The Bond Resolutions also protect bondholders by prohibiting HTA from unilaterally incurring any subsequent debt that ranks equally with or prior to the seniority of the Bonds (1968 Res. § 602 ("Any other indebtedness incurred by [HTA] after the effective date hereof under documents not in effect on the effective date hereof shall contain a statement that such indebtedness is junior, inferior and subordinate in all respects to the Bonds and agreements with issuers of Credit Facilities or Liquidity Facilities secured on a parity with the Bonds as to lien on and source and security for payment from Revenues hereunder."); 1998 Res. § 602. See also 1998 Res. § 802; 1968 Res. § 802; 9 L.P.R.A. §§ 2012(b), (e)).

As for the condition of the Bond Revenue Accounts, Plaintiffs allege, and the parties appear to be in agreement, that the current balance in those accounts is zero. (Compl. ¶¶ 35, 110.)

2. Acts 30 and 31

On June 25, 2013, the Governor of Puerto Rico signed into law Act Nos. 30-2013 (Compl. Ex. C, "Act 30") and 31-2013 (Compl. Ex. D, "Act 31") which amended existing legislation that provided revenues to HTA (section 23.01 of Act No. 22-2000 and section 3060.11(a)(1)(E) of Act No. 1-2011, respectively). See 9 L.P.R.A. § 5681 ; 13 L.P.R.A. § 31751(a)(1)(C). According to the Statements of Motives included in Acts 30 and 31, both statutes were designed, at least in part, to meet outstanding obligations of HTA to repay loans granted by the Government Development Bank for Puerto Rico (the "GDB"), by increasing the tax on motor vehicle or trailer license fees (Act No. 22-2000), and increasing HTA's receipt of excise taxes imposed, collected, and paid on crude oil, other petroleum products, and cigarettes (Act No. 1-2011). (See Act 30; Act 31; Compl. ¶¶ 42-46.) Revenues from Acts 30 and 31 (the "Acts 30-31 Revenues") could be allocated by HTA, and even pledged by HTA for the payment of Bonds. The parties disagree as to the meaning of relevant provisions of each bill, which include section 1 of Act 30:

[HTA] is hereby authorized to pledge or encumber the proceeds of the taxes collected for the payment of the principal of and interest on any bonds or other obligation or for any other lawful purpose of the [HTA].... The proceeds of the taxes collected shall be used solely for the payment of the interest on and amortization of the public debt ... insofar as the other available resources referred to in said Section does not suffice to attain such purposes. Otherwise, the proceeds of said tax, in the necessary amount, shall be used solely for the payment of principal of and interest on the bonds and other obligations of the [HTA] and to meet any stipulation agreed upon by the [HTA] to the holders of its bonds and other obligations.

> _Data provided_
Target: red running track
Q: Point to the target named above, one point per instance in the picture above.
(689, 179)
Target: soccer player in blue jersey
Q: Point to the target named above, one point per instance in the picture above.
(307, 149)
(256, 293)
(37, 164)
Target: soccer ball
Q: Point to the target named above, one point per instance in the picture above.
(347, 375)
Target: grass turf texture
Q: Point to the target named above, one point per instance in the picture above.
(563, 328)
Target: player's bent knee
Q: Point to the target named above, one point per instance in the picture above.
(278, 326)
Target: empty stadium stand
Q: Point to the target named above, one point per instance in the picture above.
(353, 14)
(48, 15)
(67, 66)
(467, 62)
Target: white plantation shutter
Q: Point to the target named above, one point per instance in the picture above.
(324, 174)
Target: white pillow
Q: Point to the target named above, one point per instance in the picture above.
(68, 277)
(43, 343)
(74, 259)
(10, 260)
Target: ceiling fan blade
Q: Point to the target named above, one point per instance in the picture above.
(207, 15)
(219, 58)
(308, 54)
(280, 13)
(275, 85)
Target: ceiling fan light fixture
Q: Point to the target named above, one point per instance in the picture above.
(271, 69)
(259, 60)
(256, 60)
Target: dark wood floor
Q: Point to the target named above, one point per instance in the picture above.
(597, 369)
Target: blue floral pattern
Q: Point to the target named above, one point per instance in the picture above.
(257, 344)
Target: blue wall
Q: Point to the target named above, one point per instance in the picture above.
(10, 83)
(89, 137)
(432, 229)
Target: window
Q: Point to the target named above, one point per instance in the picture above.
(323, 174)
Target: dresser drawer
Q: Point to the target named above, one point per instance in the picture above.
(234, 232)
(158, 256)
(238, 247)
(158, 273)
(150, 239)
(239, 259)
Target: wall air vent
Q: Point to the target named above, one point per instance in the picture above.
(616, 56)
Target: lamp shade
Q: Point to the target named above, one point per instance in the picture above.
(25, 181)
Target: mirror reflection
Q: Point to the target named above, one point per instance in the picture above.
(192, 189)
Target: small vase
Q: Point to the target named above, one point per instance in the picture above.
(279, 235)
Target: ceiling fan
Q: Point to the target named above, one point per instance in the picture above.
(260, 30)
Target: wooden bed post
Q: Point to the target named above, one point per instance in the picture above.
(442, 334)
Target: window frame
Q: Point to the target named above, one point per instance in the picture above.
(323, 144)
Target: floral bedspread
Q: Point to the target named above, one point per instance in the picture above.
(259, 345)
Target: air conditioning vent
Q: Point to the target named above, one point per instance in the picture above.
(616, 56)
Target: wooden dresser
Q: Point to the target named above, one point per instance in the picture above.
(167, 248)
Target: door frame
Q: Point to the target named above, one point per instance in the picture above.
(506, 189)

> _Exercises_
[1] Show each line of the records that contains the string "vent", with case counting.
[2] Write the next part of the text on HTA's bonds and Acts 30 and 31, picking up after its final sentence.
The text and the records have nothing to do with each other.

> _Per-task answers_
[1]
Target: wall air vent
Target: air conditioning vent

[2]
(Act 30 § 1 (emphasis added). See also 9 L.P.R.A. § 5681.) The use of the phrase "bonds and other obligations" precludes a reading of Act 30 that contemplates an allocation of revenues that excludes either the repayment of Bonds or of other obligations. Section 3(a)(3)(C) of Act 31, which concerns the cigarette tax, contains nearly identical language. In addition, section 3(a)(1)(E) of Act 31 reads as follows:

In case the amount of the proceeds of the [gas and petroleum taxes appropriated to HTA] may at any time be insufficient to pay the principal of and the interest on the bonds or other obligations over money taken on a loan or issued by [HTA, certain taxes and a reserve fund will be] applied to cover the deficiency in the amount needed to make such payments, the amounts of said reserve fund used to cover said deficiency shall be reimbursed to [HTA] from the first proceeds received on the next fiscal year or subsequent fiscal years by the Government of Puerto Rico from: (1) any other taxes in effect on any other fuel or propellant used, among other purposes, to propel road vehicles; and (2) any remaining portion of the tax on gasoline, gas oil, or diesel oil established in Section 3020.06 that are in effect.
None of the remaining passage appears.